■ **The problem**
Write out every one of the records below word for word, keeping their order.

■ **Information supplied**

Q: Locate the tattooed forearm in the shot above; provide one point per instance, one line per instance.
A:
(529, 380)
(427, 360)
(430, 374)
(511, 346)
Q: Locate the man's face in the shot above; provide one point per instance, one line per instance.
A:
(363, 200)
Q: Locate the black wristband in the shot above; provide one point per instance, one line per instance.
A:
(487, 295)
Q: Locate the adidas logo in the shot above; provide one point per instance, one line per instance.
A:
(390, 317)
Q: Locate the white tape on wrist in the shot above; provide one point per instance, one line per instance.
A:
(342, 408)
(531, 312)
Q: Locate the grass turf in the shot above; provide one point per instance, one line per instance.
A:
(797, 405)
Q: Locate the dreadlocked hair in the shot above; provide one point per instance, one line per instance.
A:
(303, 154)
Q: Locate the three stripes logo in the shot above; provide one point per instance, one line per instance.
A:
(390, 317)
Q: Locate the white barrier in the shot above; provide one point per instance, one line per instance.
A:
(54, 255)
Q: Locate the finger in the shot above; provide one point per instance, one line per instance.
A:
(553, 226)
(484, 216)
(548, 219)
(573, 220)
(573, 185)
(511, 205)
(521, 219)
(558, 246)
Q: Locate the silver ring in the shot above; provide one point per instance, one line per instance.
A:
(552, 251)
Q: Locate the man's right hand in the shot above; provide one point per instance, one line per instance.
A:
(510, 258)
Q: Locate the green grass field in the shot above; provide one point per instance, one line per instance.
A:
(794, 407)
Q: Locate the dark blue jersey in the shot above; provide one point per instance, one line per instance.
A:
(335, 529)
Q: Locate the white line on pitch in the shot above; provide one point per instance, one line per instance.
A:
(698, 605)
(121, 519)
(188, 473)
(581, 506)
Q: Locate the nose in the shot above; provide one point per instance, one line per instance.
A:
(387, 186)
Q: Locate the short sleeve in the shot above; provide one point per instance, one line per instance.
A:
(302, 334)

■ **The answer**
Q: Locate the tattooed forearm in the shot above; provide one point per instance, one line per instance.
A:
(529, 380)
(427, 360)
(430, 374)
(511, 346)
Q: Locate the man's face in the shot above; provide one point per instance, one line per instance.
A:
(363, 200)
Q: Locate the black wristband in the shot above; provide one point per instance, one line per instance.
A:
(487, 295)
Q: Locate the adidas logo in the shot above; provide one point per instance, one line per instance.
A:
(390, 317)
Q: Locate the white tape on wrist in the shot above; provide one point per instance, one line per instance.
A:
(342, 408)
(531, 312)
Q: Locate the grass turf in the shot above; provide one point per instance, one line per instance.
A:
(797, 405)
Q: Locate the dreadlocked hair in the shot above; provide one point per instance, one line per instance.
A:
(303, 154)
Q: Locate the three stripes logo in the shot above; provide one point per instance, one line per instance.
A:
(390, 317)
Q: Locate the white barrier in the shot above; provide one point per instance, one line per instance.
A:
(54, 255)
Q: Locate the finger in the shot above; provide one point per instance, one line per instance.
A:
(553, 226)
(484, 216)
(548, 219)
(573, 220)
(573, 185)
(511, 205)
(521, 219)
(558, 246)
Q: Locate the silver ring in the shot above; provide one point per instance, one line per instance.
A:
(552, 251)
Q: Locate the man's right hand in the shot above; provide one point per instance, one line per instance.
A:
(510, 258)
Q: Locate the green grass field in the shot above; provide one point per instance, one line per instance.
A:
(794, 407)
Q: Locate the dark blue jersey in the shot above; provide one point per instance, one line per instance.
A:
(335, 529)
Q: Locate the white line on pitch in the shot above; provide one point per instance, one line per instance.
A:
(698, 605)
(121, 519)
(188, 473)
(581, 506)
Q: Locate the nose in the shot above; provide one point per instance, one line per instance.
A:
(387, 186)
Q: Locate the short sleeve in the shot above; provide one point per instance, one line per instance.
A:
(302, 334)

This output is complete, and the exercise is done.